▶ _Required action_
Everything in the records below should be set down again, word for word.

▶ _Recorded data_
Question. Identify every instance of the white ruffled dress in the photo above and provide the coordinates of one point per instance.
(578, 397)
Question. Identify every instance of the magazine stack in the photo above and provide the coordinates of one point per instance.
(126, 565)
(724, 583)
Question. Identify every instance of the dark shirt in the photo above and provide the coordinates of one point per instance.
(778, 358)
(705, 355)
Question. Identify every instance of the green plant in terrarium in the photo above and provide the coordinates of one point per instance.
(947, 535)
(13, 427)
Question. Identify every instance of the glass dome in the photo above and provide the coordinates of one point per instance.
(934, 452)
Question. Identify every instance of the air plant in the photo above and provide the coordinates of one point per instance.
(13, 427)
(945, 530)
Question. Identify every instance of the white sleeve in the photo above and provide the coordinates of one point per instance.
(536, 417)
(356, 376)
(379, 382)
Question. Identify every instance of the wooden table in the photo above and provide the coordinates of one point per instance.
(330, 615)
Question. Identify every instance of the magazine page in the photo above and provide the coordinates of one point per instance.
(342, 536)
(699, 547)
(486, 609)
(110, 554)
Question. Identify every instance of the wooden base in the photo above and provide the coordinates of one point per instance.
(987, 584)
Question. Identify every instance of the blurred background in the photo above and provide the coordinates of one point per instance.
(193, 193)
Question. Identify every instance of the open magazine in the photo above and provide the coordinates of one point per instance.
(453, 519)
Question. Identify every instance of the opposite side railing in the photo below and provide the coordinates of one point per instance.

▶ _Solution for this problem_
Question. Identify every instance of the white ruffled dress in the photo above and provide the coordinates of one point per instance.
(578, 397)
Question. Identify every instance of the magazine stack in the photo above and provide the coordinates of one point per instance.
(126, 565)
(724, 583)
Question. Identify every instance of the dark shirt in the photo above and provide the coordinates of one point per instance.
(778, 358)
(705, 355)
Question. Identify every instance of the green plant in terrarium in the photo above and provide the coordinates of one point per instance.
(947, 535)
(13, 427)
Question. Identify every instance of the glass dome in the photo above and provide the coordinates of one point per instance.
(934, 452)
Question. Identify every instance of the air plant in the photo above and provide the coordinates of one point per instance.
(13, 427)
(945, 530)
Question. Identify every instance of the white sleeve in the photo above and provide the coordinates of one point per instance.
(536, 417)
(356, 376)
(379, 382)
Question. Identify every instance of the wooden table in the photo above and provide the coordinates of one point per instance.
(330, 615)
Question. Identify every instance of the magazine page in the photo above and provide the coordinates of one point per instance.
(342, 536)
(699, 547)
(486, 609)
(110, 554)
Question. Identify every instance of the wooden base in the photo above and provide the coordinates of one point per instance.
(987, 584)
Question. Identify every instance of the blurred background in the photo above and provide the coordinates of one point per instance.
(193, 193)
Question. Identify every instance of the open magazine in the photo above and provide the coordinates of one point per instance.
(453, 519)
Question. Identify every instance of the opposite side railing in the photo below and provide the coordinates of one point per instance.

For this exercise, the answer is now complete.